__Problem to work on__:
Repeat exactly, and only, the lines from the line containing "Locate every grass" through the last line of the records below, including both.

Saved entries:
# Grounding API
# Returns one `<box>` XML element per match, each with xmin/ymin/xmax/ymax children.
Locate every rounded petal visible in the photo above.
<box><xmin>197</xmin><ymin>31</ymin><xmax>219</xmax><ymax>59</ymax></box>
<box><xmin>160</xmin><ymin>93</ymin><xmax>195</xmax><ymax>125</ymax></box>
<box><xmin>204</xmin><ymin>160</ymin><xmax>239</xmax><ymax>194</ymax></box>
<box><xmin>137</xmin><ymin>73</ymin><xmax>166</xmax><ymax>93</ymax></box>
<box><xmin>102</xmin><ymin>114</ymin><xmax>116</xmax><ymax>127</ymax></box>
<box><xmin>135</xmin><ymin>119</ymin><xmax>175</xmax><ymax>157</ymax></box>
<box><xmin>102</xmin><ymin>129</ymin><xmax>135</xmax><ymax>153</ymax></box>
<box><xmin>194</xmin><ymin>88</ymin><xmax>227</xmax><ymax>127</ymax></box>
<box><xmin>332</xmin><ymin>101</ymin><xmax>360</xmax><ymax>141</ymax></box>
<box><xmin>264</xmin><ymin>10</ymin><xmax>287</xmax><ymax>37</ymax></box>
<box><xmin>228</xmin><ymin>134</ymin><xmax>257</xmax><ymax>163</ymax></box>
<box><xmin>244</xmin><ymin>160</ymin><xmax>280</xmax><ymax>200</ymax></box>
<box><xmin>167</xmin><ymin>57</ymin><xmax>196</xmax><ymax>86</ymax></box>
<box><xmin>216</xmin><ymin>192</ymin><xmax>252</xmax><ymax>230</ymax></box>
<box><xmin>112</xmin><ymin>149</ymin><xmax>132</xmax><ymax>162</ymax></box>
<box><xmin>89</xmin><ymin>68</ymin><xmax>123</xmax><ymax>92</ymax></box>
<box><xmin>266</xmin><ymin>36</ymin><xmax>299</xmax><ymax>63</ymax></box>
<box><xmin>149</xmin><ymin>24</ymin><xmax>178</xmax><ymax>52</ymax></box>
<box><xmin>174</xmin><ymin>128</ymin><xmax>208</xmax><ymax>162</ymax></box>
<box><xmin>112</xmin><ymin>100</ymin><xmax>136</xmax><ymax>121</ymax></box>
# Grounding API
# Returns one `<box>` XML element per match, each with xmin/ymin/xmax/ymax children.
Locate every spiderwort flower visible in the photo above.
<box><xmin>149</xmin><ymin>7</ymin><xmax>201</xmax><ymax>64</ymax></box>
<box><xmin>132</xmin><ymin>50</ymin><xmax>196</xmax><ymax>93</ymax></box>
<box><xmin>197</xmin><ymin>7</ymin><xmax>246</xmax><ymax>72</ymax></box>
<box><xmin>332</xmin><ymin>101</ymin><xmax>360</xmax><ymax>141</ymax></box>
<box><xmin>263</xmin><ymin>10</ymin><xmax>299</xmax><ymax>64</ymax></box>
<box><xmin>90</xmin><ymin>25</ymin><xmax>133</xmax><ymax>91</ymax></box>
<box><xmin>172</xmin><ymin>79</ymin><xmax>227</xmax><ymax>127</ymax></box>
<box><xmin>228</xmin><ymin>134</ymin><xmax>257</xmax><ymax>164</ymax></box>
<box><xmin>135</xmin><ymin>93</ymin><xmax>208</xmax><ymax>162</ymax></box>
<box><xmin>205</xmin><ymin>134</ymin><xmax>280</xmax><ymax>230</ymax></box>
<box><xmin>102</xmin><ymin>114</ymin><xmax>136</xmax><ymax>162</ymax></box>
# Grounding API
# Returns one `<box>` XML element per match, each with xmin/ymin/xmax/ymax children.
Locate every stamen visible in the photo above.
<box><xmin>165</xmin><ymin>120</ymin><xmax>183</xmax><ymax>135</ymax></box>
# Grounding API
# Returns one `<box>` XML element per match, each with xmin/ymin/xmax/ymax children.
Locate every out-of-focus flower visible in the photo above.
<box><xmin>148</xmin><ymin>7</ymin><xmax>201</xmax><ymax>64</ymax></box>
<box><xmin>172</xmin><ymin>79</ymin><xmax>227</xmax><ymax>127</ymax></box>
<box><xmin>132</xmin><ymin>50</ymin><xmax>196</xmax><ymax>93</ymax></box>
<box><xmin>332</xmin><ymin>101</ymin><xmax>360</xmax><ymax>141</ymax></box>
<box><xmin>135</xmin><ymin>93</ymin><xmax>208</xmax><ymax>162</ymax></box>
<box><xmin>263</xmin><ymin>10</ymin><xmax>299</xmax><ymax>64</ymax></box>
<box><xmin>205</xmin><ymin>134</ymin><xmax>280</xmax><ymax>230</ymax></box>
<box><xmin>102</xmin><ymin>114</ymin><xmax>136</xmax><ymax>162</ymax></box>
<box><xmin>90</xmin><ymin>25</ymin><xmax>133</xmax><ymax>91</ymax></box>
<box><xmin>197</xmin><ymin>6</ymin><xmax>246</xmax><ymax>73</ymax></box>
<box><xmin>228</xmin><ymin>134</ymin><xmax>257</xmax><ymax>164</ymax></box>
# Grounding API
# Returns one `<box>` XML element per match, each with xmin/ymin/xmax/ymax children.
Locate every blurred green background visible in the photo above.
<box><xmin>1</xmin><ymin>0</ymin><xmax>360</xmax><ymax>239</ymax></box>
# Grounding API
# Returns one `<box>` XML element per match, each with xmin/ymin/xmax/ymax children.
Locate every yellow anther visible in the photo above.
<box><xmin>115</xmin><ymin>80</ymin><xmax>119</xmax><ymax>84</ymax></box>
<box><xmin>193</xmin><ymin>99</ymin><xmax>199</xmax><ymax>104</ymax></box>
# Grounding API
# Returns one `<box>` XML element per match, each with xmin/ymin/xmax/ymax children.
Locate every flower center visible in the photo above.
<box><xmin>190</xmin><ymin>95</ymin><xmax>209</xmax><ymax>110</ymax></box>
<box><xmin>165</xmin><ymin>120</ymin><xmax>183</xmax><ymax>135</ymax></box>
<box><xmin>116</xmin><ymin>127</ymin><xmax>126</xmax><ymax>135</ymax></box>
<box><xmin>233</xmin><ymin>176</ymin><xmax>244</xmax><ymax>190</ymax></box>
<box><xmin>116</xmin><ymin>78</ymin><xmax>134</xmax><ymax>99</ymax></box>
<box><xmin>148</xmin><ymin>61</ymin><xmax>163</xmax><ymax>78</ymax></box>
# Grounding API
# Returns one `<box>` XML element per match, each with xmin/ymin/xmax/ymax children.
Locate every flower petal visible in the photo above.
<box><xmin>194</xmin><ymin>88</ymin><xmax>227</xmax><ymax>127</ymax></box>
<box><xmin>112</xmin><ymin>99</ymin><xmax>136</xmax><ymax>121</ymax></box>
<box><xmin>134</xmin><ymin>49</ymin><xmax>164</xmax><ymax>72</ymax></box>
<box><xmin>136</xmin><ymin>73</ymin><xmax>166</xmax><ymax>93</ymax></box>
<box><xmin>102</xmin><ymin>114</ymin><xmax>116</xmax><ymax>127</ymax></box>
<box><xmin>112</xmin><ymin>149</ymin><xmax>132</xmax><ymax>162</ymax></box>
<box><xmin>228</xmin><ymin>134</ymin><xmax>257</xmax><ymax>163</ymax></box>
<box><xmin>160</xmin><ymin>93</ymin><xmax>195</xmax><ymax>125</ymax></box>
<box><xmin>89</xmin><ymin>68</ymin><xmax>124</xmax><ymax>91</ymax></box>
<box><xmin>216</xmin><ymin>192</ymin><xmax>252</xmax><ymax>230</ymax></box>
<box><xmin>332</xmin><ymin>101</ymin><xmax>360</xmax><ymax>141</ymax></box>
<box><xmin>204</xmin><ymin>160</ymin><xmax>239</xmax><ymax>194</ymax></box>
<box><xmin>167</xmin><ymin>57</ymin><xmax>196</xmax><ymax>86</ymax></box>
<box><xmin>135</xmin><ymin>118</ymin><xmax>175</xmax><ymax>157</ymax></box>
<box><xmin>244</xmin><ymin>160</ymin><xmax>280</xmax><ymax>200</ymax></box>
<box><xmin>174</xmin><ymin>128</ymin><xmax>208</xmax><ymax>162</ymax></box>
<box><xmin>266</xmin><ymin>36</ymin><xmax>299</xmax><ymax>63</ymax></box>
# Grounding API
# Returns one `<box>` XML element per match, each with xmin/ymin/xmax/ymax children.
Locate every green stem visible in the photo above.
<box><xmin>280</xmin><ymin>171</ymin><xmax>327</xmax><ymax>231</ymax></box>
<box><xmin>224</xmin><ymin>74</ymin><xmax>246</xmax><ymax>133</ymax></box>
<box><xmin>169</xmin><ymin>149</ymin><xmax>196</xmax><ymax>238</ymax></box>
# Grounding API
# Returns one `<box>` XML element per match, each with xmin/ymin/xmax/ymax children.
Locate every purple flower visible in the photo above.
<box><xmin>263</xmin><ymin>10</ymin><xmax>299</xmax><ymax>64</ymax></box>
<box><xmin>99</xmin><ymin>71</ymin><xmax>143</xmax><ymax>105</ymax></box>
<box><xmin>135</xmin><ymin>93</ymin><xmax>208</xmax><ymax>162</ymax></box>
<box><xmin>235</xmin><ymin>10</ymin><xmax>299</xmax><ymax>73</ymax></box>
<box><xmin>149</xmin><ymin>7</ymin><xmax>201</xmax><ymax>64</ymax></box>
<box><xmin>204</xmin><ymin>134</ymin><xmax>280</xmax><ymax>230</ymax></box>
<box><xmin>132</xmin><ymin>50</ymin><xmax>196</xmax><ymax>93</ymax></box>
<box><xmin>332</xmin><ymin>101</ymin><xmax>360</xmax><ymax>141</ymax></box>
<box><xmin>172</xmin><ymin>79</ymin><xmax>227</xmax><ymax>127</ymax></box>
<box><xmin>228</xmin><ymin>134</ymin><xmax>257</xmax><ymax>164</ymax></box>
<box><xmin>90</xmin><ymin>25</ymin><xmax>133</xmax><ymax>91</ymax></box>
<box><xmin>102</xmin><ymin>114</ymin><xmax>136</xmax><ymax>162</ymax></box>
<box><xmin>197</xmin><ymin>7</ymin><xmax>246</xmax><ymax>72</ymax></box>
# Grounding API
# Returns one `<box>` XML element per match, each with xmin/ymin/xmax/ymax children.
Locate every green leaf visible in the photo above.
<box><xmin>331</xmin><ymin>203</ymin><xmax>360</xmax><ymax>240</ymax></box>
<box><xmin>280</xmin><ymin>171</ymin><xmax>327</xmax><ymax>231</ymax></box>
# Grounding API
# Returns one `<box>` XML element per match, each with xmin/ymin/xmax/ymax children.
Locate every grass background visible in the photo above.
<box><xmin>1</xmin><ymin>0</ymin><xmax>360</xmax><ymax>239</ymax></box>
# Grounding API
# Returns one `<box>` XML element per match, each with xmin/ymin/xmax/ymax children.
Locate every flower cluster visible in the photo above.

__Your response__:
Locate every grass background visible in the photo above.
<box><xmin>1</xmin><ymin>0</ymin><xmax>360</xmax><ymax>239</ymax></box>
# Grounding API
# Returns one `<box>` XML element per match, each with xmin/ymin/xmax/ymax children.
Locate every flower cluster visible in the photo above.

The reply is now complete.